# ASSIGNMENT 1
In the notebook excerpt, which learner's predicted CATE scores are used to divide the test set into quintiles?
# ASSIGNMENT 2
Name every key in the dictionary that the notebook excerpt appends to rows for each quintile.

3. Feature Importance — What Drives Heterogeneity?

After fitting, meta-learners expose feature_importances_, which shows which covariates explain the most variation in the treatment effect.

[ ]:

fig, axes = plt.subplots(2, 2, figsize=(12, 8), sharey=False)

for ax, (name, learner) in zip(axes.flat, learners.items()):
    importances = learner.feature_importances_
    if importances is not None:
        idx = np.argsort(importances)
        ax.barh(np.array(features)[idx], importances[idx])
        ax.set_title(f"{name} Feature Importances")
    else:
        ax.text(0.5, 0.5, "Not available", ha="center")

plt.tight_layout()
plt.show()

4. Subgroup Analysis

We partition the test set into quintiles of predicted CATE (using the DR-Learner) and compare the observed uplift (difference in means) within each group.

[ ]:

# Use DR-Learner CATE scores
tau_hat = cate_preds["DR-Learner"]

# Quintile bins
quantiles = np.quantile(tau_hat, [0.2, 0.4, 0.6, 0.8])
bins = np.digitize(tau_hat, quantiles)

rows = []
for q in range(5):
    mask = bins == q
    n_q = mask.sum()
    y_t = y_test[mask & (w_test == 1)]
    y_c = y_test[mask & (w_test == 0)]
    obs_uplift = y_t.mean() - y_c.mean() if len(y_t) > 0 and len(y_c) > 0 else np.nan
    rows.append(
        {
            "Quintile": q + 1,
            "n": n_q,
            "Avg Predicted CATE": tau_hat[mask].mean(),
            "Observed Uplift": obs_uplift,
        }
    )

subgroup_df = pd.DataFrame(rows)
print(subgroup_df.to_string(index=False))

[ ]:

fig, ax = plt.subplots(figsize=(8, 4))
x = subgroup_df["Quintile"]
width = 0.35
ax.bar(x - width / 2, subgroup_df["Avg Predicted CATE"], width, label="Predicted CATE")
ax.bar(x + width / 2, subgroup_df["Observed Uplift"], width, label="Observed Uplift")
ax.set_xlabel("CATE Quintile")

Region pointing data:
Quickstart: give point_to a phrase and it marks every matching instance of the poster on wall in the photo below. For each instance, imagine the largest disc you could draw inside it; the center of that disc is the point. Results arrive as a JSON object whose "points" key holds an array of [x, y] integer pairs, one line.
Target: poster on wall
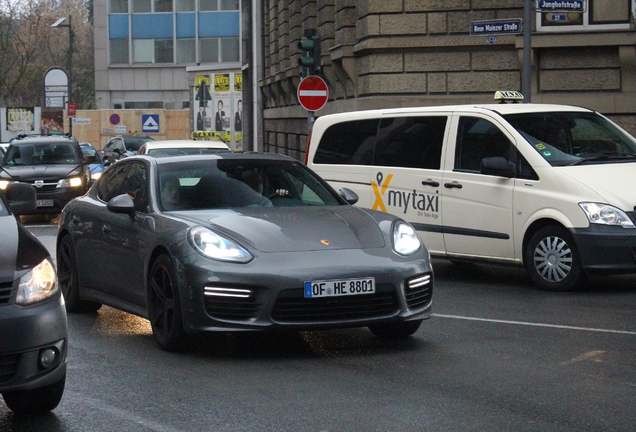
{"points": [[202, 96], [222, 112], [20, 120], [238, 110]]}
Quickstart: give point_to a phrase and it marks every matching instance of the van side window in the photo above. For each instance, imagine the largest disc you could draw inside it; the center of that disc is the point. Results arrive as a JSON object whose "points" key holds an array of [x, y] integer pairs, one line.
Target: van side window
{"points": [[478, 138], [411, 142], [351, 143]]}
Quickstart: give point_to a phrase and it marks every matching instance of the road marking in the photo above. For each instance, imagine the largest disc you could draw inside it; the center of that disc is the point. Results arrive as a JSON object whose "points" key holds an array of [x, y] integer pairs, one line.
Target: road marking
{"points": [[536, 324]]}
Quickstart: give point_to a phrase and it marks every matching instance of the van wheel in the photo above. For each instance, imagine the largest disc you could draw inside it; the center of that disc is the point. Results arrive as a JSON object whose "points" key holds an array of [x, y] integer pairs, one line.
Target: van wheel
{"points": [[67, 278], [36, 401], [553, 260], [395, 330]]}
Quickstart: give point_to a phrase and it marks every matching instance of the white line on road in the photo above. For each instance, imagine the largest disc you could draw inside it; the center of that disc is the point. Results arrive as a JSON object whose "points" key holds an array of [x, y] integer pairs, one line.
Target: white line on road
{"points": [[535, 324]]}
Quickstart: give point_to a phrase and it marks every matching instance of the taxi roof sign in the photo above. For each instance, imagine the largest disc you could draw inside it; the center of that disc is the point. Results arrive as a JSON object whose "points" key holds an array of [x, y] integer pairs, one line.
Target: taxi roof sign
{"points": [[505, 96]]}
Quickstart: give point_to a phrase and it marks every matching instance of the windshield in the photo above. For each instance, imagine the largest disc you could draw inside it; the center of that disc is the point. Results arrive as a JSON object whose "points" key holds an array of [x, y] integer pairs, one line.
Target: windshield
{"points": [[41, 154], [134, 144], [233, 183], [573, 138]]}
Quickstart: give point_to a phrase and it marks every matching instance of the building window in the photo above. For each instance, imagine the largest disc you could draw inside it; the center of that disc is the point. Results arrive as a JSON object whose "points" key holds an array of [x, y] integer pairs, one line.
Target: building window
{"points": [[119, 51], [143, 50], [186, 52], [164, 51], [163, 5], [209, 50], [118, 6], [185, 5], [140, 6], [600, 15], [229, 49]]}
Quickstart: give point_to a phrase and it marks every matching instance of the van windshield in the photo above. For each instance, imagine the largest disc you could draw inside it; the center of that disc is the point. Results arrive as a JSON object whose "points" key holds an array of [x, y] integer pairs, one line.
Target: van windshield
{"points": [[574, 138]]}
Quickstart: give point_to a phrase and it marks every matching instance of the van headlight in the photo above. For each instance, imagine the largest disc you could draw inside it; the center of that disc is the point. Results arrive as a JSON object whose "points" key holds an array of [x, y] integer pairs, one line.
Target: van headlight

# PROBLEM SOLUTION 1
The DR-Learner's.

# PROBLEM SOLUTION 2
"Quintile", "n", "Avg Predicted CATE", "Observed Uplift"